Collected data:
↓↓↓

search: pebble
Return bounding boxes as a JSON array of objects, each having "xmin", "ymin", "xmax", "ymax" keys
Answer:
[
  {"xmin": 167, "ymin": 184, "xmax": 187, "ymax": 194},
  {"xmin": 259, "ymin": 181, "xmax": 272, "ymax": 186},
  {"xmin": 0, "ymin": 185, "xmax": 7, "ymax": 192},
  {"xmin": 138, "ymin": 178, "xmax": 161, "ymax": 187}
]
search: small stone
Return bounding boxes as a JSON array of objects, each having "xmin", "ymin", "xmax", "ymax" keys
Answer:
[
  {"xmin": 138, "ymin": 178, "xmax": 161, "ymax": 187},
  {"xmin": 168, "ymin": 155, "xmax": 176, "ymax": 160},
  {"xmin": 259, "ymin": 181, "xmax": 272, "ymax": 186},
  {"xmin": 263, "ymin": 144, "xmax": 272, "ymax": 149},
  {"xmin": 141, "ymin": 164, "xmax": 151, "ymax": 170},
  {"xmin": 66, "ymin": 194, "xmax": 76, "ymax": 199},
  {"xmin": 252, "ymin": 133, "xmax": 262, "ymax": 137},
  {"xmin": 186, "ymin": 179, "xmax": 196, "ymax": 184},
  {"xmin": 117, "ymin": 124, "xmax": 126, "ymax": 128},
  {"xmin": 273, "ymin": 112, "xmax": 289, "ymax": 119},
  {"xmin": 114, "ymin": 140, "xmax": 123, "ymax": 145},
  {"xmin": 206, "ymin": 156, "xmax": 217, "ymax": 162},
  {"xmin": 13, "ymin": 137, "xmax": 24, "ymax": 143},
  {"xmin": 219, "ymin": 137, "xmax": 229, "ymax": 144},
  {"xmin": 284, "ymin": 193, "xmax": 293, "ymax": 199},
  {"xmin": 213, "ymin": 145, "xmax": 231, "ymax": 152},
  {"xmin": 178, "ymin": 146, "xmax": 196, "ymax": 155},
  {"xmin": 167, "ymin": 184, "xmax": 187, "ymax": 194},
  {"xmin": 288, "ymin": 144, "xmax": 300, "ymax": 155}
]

↑↑↑

#### Exercise aim
Format everything from the line containing "search: small stone" down to the end of the records as a numbered list. Leave out any blank lines.

#### Written answer
1. search: small stone
2. Return bounding boxes as a JSON array of objects, each having "xmin", "ymin", "xmax", "ymax" keys
3. Answer:
4. [
5.   {"xmin": 138, "ymin": 178, "xmax": 161, "ymax": 187},
6.   {"xmin": 168, "ymin": 155, "xmax": 176, "ymax": 160},
7.   {"xmin": 259, "ymin": 181, "xmax": 272, "ymax": 186},
8.   {"xmin": 263, "ymin": 144, "xmax": 272, "ymax": 149},
9.   {"xmin": 141, "ymin": 164, "xmax": 151, "ymax": 170},
10.   {"xmin": 66, "ymin": 194, "xmax": 76, "ymax": 199},
11.   {"xmin": 252, "ymin": 133, "xmax": 262, "ymax": 137},
12.   {"xmin": 186, "ymin": 179, "xmax": 196, "ymax": 184},
13.   {"xmin": 117, "ymin": 124, "xmax": 126, "ymax": 128},
14.   {"xmin": 273, "ymin": 112, "xmax": 289, "ymax": 119},
15.   {"xmin": 114, "ymin": 140, "xmax": 123, "ymax": 145},
16.   {"xmin": 206, "ymin": 156, "xmax": 217, "ymax": 162},
17.   {"xmin": 13, "ymin": 137, "xmax": 24, "ymax": 143},
18.   {"xmin": 219, "ymin": 137, "xmax": 229, "ymax": 144},
19.   {"xmin": 284, "ymin": 193, "xmax": 293, "ymax": 199},
20.   {"xmin": 213, "ymin": 145, "xmax": 231, "ymax": 152},
21.   {"xmin": 178, "ymin": 146, "xmax": 196, "ymax": 155},
22.   {"xmin": 167, "ymin": 184, "xmax": 187, "ymax": 194},
23.   {"xmin": 288, "ymin": 144, "xmax": 300, "ymax": 155}
24. ]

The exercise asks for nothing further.